# TEXT SEGMENT start

4.1       Licensee’s Right To Use

a)        Development License: Subject to payment of the appropriate fees as set forth in the applicable attachment, Licensee may
use the MT SOFTWARE for development purposes by studying, referring to, compiling, assembling and converting the applicable
MT SOFTWARE into Object Code and/or Executable Code form within the OS PAL Host Environment during the period that the
customer maintains valid Technical Support. Licensee may use MT SOFTWARE to generate optimized Source Code and/or full
Source Code Packages for the Licensed Application on the target environment during the period that the customer maintains valid
Technical Support. Licensee can continue to use the Source Code generated by the MT SOFTWARE for development of the
Licensed Application after the expiration of the Technical Support, however a valid Technical Support contract is required to obtain
software updates. Each Development License is for one developer, node locked to one computer and for use in the development of
the Licensed Application as defined in Section 2 of the appropriate attachment, at the licensed Development location(s) as defined in
Section 3 of the appropriate attachment.

# TEXT SEGMENT end

▶ OBJECTIVE 1
Count the lines of the records that contain the string "blue", and reply with that number alone.
The license clause above has no connection to the records that follow.

# INPUT FOR THIS TASK start

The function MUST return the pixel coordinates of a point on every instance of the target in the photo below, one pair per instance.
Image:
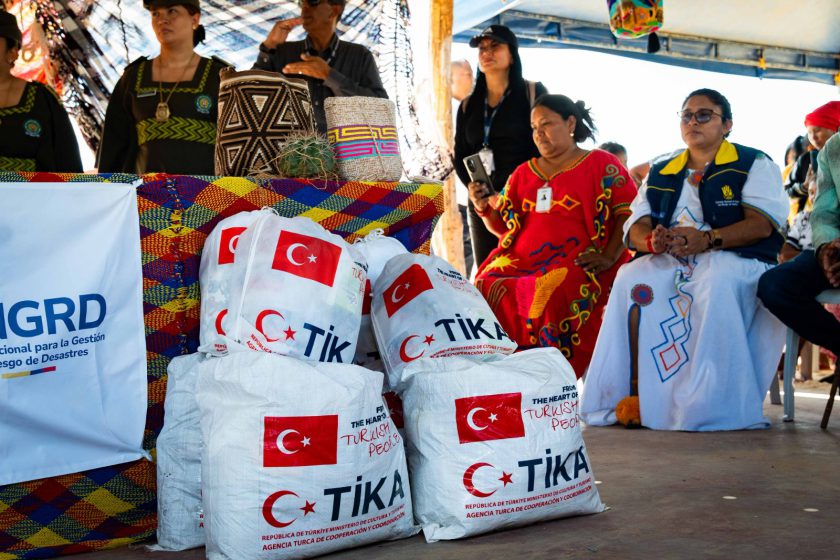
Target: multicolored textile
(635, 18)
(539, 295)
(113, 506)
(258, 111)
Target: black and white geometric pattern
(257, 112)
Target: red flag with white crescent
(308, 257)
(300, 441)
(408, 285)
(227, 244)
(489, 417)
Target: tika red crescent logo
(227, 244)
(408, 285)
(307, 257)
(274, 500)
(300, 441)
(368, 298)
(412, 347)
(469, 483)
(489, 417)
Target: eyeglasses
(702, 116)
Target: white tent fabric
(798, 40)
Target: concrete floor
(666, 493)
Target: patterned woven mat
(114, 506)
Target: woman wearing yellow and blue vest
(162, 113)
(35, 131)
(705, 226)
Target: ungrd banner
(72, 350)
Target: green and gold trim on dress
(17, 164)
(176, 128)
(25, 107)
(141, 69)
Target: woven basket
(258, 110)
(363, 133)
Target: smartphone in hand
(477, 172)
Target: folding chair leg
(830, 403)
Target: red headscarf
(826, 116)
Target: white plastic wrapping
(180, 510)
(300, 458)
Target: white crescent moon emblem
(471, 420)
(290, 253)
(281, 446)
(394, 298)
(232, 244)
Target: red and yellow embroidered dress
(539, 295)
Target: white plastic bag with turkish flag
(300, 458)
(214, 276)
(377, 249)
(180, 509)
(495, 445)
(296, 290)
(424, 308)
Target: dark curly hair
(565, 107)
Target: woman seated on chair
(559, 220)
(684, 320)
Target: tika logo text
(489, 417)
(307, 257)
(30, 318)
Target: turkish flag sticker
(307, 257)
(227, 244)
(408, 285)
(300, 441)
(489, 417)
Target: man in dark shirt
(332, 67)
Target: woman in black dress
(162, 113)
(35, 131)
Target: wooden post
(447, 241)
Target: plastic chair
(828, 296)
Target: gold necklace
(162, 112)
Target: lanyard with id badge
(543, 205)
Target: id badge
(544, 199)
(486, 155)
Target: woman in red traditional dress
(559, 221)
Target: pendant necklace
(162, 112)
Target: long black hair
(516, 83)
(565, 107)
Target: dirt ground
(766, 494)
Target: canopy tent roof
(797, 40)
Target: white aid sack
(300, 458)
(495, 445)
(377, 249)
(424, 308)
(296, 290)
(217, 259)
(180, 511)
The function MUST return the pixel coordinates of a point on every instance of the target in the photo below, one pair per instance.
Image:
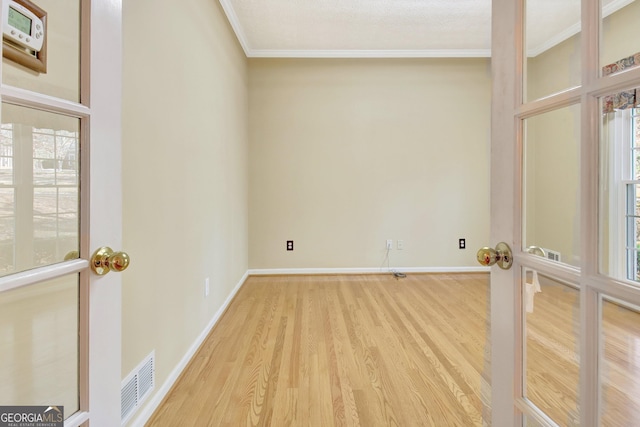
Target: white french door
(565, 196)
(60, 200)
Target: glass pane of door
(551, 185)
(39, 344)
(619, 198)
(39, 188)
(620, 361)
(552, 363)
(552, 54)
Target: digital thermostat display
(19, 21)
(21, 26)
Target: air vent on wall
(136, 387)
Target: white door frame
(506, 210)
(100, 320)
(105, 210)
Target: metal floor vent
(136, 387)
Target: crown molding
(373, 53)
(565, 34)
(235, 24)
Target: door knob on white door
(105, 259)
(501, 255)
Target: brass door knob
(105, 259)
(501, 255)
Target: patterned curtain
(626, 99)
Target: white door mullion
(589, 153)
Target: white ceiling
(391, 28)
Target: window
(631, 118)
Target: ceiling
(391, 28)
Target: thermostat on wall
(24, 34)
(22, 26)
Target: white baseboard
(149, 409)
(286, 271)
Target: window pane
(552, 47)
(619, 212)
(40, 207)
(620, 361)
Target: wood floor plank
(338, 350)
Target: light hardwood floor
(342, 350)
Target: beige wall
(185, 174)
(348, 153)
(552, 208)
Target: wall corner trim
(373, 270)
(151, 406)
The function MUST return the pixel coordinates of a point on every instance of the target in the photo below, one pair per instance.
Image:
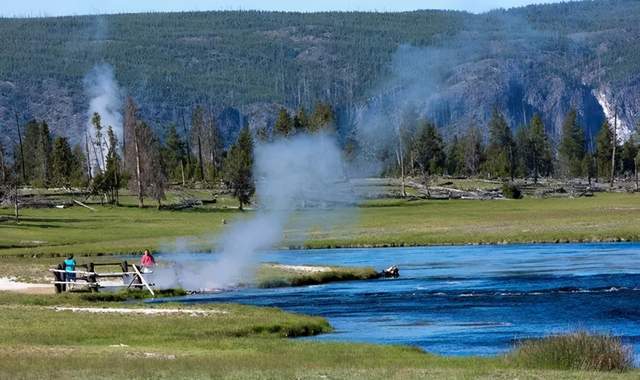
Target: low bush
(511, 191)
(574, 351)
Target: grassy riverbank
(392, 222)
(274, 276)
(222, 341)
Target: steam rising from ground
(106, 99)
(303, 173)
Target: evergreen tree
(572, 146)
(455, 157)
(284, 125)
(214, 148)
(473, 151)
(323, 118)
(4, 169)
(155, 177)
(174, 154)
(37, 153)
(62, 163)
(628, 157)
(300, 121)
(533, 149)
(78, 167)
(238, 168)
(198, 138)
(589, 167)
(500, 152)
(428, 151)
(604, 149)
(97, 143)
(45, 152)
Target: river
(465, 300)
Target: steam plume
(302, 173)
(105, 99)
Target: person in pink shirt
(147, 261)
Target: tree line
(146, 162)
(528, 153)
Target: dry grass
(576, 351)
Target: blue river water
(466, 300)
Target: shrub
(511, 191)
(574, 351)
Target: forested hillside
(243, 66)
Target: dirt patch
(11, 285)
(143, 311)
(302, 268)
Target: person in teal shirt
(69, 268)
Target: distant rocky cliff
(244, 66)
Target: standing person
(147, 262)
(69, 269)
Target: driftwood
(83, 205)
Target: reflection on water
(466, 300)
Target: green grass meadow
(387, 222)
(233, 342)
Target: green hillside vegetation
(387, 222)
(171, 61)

# INPUT FOR THIS TASK end
# INPUT FOR THIS TASK start

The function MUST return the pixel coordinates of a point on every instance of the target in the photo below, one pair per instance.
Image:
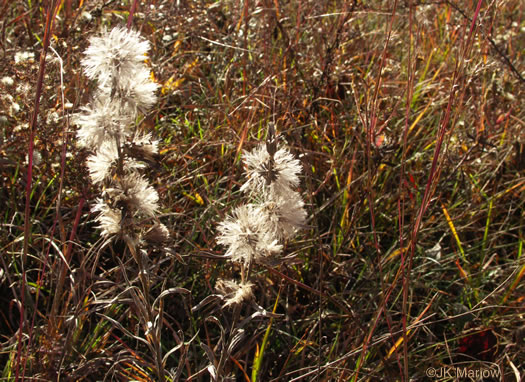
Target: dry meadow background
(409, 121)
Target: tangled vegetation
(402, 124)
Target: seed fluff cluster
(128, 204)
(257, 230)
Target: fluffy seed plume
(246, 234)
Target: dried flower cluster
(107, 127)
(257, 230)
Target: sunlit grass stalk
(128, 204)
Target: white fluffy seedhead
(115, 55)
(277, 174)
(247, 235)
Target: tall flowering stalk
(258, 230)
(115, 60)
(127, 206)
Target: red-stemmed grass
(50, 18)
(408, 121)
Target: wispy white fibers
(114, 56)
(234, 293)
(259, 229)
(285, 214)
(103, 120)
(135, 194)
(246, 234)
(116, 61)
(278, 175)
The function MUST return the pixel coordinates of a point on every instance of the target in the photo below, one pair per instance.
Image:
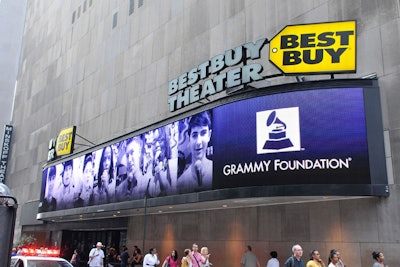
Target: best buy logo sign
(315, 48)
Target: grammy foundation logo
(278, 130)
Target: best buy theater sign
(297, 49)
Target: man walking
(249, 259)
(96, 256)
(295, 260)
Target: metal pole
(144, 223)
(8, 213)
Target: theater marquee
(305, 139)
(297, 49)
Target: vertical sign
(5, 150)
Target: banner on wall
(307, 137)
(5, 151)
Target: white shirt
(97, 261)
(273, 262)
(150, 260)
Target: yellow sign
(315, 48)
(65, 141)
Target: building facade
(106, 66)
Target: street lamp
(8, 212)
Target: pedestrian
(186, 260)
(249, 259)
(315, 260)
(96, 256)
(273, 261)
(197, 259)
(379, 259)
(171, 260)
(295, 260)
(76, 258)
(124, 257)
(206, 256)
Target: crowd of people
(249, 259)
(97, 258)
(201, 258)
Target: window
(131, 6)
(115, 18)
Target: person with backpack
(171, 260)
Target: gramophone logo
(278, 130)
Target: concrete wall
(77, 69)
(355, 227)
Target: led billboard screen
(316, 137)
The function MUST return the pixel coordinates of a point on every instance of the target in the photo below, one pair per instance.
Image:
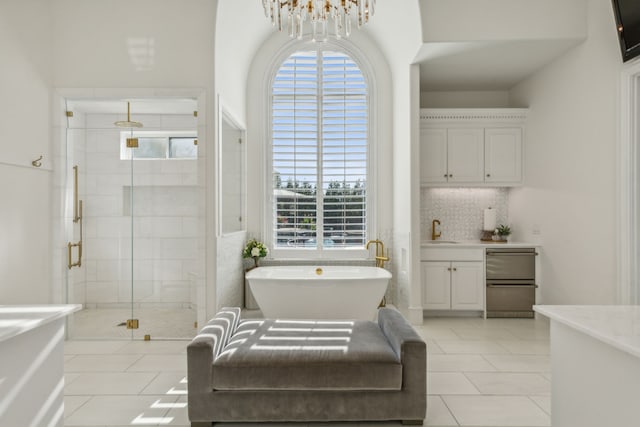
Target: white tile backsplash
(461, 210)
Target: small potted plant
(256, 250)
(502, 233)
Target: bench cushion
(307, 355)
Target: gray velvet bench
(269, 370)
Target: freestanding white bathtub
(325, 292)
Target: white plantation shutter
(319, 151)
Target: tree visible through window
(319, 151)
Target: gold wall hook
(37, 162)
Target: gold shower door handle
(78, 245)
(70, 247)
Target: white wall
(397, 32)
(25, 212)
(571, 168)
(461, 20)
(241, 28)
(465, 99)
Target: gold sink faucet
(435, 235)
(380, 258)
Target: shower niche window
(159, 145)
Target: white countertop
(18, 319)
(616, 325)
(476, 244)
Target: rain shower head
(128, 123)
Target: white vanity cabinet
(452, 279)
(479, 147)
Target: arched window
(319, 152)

# INPUT FOR THIS TASK end

▶ OBJECTIVE 2
According to the license clause, what does a Licensee need in order to obtain software updates?

▶ COMPLETE RESPONSE 1
2

▶ COMPLETE RESPONSE 2
A valid Technical Support contract.